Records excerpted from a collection

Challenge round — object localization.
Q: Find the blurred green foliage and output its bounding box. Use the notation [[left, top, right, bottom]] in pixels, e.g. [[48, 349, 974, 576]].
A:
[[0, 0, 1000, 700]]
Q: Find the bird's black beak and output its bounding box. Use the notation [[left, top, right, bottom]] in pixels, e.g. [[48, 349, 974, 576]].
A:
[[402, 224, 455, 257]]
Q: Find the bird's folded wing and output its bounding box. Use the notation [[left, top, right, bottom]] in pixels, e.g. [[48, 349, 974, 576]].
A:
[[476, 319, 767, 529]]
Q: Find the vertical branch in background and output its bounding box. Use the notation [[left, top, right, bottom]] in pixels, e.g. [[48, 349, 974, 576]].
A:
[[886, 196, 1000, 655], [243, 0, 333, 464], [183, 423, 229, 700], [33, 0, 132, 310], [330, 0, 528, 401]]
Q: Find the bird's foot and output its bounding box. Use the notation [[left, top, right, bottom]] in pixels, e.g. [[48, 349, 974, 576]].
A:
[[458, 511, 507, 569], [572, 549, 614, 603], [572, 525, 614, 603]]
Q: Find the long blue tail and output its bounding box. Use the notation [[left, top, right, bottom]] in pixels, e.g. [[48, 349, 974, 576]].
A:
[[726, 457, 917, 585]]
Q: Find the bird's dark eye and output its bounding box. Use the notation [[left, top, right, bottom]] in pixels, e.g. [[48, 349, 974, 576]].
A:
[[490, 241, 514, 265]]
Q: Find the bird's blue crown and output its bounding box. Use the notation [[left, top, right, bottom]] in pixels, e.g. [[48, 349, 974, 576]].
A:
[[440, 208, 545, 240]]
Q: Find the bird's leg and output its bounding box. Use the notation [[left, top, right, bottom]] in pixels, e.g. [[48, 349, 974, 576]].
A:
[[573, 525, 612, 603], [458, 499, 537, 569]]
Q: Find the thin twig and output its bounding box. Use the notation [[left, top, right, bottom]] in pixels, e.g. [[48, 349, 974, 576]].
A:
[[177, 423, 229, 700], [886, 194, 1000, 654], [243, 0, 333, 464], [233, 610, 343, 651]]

* **Work to complete**
Return every line of the items above, unchanged and in the same order.

* **The answer**
Challenge round — object localization.
Q: Find the blurred green foliage and output its bounding box. Use the notation [[left, top, right, bottom]] in pixels, e.g. [[48, 349, 974, 576]].
A:
[[0, 0, 1000, 700]]
Q: Find the bird's black beak and output its bounding box. Use the notation [[left, top, right, bottom]] in pixels, e.g. [[48, 349, 974, 576]].
A:
[[402, 224, 455, 257]]
Q: Find the bird's folded wing and output its bounding box. Use the notation [[left, top, right, bottom]] in pixels, e.g. [[48, 349, 974, 576]].
A:
[[476, 319, 767, 529]]
Q: Find the vertical branch in background and output its bounding box. Use the notation [[left, top, right, bottom]] in pixels, e.g. [[48, 349, 974, 576]].
A:
[[886, 196, 1000, 655], [243, 0, 333, 464], [183, 423, 229, 700], [33, 0, 132, 310], [330, 0, 528, 401]]
Q: Find the bird's foot and output its bounding box. Use the notation [[left, top, right, bottom]] in pixels, e.g. [[48, 349, 974, 576]].
A:
[[458, 511, 507, 569], [572, 549, 614, 603], [572, 525, 614, 603]]
Q: Find the long blue tail and output its bounding box. Use the notation [[left, top, right, bottom]] in pixels, e.g. [[48, 349, 974, 576]].
A:
[[726, 457, 917, 585]]
Q: Find the bird's dark eye and output its bounding box. Use the notation [[left, top, right, bottom]] in pixels, e.g. [[48, 349, 974, 576]].
A:
[[490, 241, 514, 265]]
Q: Find the bird's blue crown and output its bounding box. Use the notation [[left, top, right, bottom]] in pixels, e.g. [[48, 349, 974, 576]].
A:
[[440, 208, 545, 240]]
Q: Find the bird's leg and output its bounding box. Use the notation [[left, top, right, bottom]] in pixels, e.g. [[48, 349, 974, 576]].
A:
[[573, 525, 612, 603], [458, 499, 537, 569]]
Q: Find the thin twig and output its bounding box. Use the notation [[left, top, right, bottom]] in pixels, e.g. [[48, 349, 974, 576]].
A:
[[177, 423, 229, 700], [886, 194, 1000, 654], [243, 0, 333, 464], [233, 610, 343, 651]]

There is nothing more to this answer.